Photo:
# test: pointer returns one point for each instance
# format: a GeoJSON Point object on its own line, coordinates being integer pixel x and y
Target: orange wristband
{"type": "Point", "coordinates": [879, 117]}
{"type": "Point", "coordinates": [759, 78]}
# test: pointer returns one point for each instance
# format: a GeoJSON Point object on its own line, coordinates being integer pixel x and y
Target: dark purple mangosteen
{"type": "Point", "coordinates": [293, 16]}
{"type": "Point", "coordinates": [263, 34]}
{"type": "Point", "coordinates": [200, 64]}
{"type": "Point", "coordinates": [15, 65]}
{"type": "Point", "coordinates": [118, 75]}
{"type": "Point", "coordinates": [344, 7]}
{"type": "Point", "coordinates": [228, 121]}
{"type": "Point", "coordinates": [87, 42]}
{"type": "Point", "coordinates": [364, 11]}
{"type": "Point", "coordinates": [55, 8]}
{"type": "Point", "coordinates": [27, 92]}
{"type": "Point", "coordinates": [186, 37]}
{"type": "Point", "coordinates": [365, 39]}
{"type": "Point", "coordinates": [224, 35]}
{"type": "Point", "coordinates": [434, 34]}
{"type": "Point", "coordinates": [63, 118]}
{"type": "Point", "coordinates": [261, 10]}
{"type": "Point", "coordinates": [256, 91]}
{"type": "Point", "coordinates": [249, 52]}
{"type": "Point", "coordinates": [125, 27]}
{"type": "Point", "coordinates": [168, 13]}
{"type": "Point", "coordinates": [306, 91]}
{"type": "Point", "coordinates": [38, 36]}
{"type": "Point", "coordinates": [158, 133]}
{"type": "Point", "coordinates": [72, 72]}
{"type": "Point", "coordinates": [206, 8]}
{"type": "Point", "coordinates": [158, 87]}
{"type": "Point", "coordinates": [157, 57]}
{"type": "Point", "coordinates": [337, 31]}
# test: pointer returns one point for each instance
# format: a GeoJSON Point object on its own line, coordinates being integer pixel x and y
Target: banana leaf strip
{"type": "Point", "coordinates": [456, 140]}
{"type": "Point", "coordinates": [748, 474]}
+ + + +
- _Task objective_: Reproduce the material above in full, substituting "occurrence" for each occurrence of "instance" and leaving everything else unchanged.

- _Response to the exercise_:
Photo:
# test: pointer returns one point for each occurrence
# format: a GeoJSON Point object on its own line, coordinates being integer pixel x and y
Target: orange wristband
{"type": "Point", "coordinates": [879, 117]}
{"type": "Point", "coordinates": [759, 78]}
# test: pointer returns one point for each occurrence
# format: a GeoJSON Point object on its own line, coordinates being integer pixel x and y
Target: dark purple mangosteen
{"type": "Point", "coordinates": [293, 16]}
{"type": "Point", "coordinates": [263, 34]}
{"type": "Point", "coordinates": [200, 64]}
{"type": "Point", "coordinates": [15, 65]}
{"type": "Point", "coordinates": [118, 75]}
{"type": "Point", "coordinates": [344, 7]}
{"type": "Point", "coordinates": [228, 121]}
{"type": "Point", "coordinates": [87, 42]}
{"type": "Point", "coordinates": [364, 11]}
{"type": "Point", "coordinates": [55, 8]}
{"type": "Point", "coordinates": [27, 92]}
{"type": "Point", "coordinates": [186, 37]}
{"type": "Point", "coordinates": [365, 39]}
{"type": "Point", "coordinates": [224, 35]}
{"type": "Point", "coordinates": [434, 34]}
{"type": "Point", "coordinates": [63, 118]}
{"type": "Point", "coordinates": [261, 10]}
{"type": "Point", "coordinates": [256, 91]}
{"type": "Point", "coordinates": [249, 52]}
{"type": "Point", "coordinates": [125, 27]}
{"type": "Point", "coordinates": [168, 13]}
{"type": "Point", "coordinates": [306, 91]}
{"type": "Point", "coordinates": [38, 36]}
{"type": "Point", "coordinates": [158, 133]}
{"type": "Point", "coordinates": [72, 72]}
{"type": "Point", "coordinates": [206, 8]}
{"type": "Point", "coordinates": [158, 87]}
{"type": "Point", "coordinates": [157, 57]}
{"type": "Point", "coordinates": [337, 31]}
# test: pointer returns one point for each occurrence
# format: a GeoJSON Point object on its own line, coordinates being integer pixel x and y
Target: banana leaf strip
{"type": "Point", "coordinates": [456, 140]}
{"type": "Point", "coordinates": [748, 474]}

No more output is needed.